Stated task: Reproduce the complete listing without any deviation.

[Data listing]

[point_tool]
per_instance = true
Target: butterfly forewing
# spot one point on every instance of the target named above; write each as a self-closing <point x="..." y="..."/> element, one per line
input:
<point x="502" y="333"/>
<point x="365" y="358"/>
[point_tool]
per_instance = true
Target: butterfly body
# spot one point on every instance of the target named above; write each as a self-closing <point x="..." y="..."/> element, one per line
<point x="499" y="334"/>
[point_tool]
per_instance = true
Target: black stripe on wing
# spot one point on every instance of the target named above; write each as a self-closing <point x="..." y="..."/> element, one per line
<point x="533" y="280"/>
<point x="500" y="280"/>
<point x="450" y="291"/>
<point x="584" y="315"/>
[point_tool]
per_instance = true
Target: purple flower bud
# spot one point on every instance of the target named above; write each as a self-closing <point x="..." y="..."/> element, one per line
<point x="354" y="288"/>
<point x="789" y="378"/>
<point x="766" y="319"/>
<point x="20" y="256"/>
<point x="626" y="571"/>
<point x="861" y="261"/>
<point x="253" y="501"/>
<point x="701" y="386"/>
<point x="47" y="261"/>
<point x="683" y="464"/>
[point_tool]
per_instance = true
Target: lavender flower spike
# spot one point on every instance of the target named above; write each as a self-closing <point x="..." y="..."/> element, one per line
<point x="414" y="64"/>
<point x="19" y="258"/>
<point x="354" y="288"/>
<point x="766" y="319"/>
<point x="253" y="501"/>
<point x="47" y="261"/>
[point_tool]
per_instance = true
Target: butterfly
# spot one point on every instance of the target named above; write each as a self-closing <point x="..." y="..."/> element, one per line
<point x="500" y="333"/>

Expected output:
[point_tool]
per_instance = true
Target: butterfly forewing
# spot one point on every instance of the target named above; write each as a self-closing <point x="..." y="..."/> element, one per line
input:
<point x="502" y="333"/>
<point x="365" y="358"/>
[point_tool]
per_instance = true
Target: butterfly body
# spot one point on every instance of the target named above; write each as a self-closing <point x="..." y="..."/> element, one per line
<point x="499" y="334"/>
[point_tool]
per_instance = true
Target: black stripe on wing
# spot one point on every instance of the target named above; write each as a self-closing <point x="..." y="..."/> element, one per line
<point x="533" y="280"/>
<point x="500" y="280"/>
<point x="450" y="291"/>
<point x="584" y="315"/>
[point_tool]
per_instance = true
Target: purple flower bud
# spot one point on every instance of the target named above; write each as a self-closing <point x="..." y="..."/> element, one per line
<point x="354" y="288"/>
<point x="789" y="378"/>
<point x="766" y="319"/>
<point x="20" y="256"/>
<point x="626" y="571"/>
<point x="861" y="261"/>
<point x="253" y="501"/>
<point x="701" y="386"/>
<point x="47" y="261"/>
<point x="683" y="464"/>
[point_tool]
per_instance = true
Target: lavender flower spike
# spot one point on every instance of the target named above; write each as a self-closing <point x="..." y="..."/> element, one per line
<point x="414" y="64"/>
<point x="19" y="258"/>
<point x="354" y="288"/>
<point x="766" y="319"/>
<point x="253" y="501"/>
<point x="47" y="261"/>
[point_tool]
per_instance = true
Target: butterfly
# spot one point on every instance of the target named above; write each as a self-closing <point x="..." y="..."/> element, one per line
<point x="500" y="333"/>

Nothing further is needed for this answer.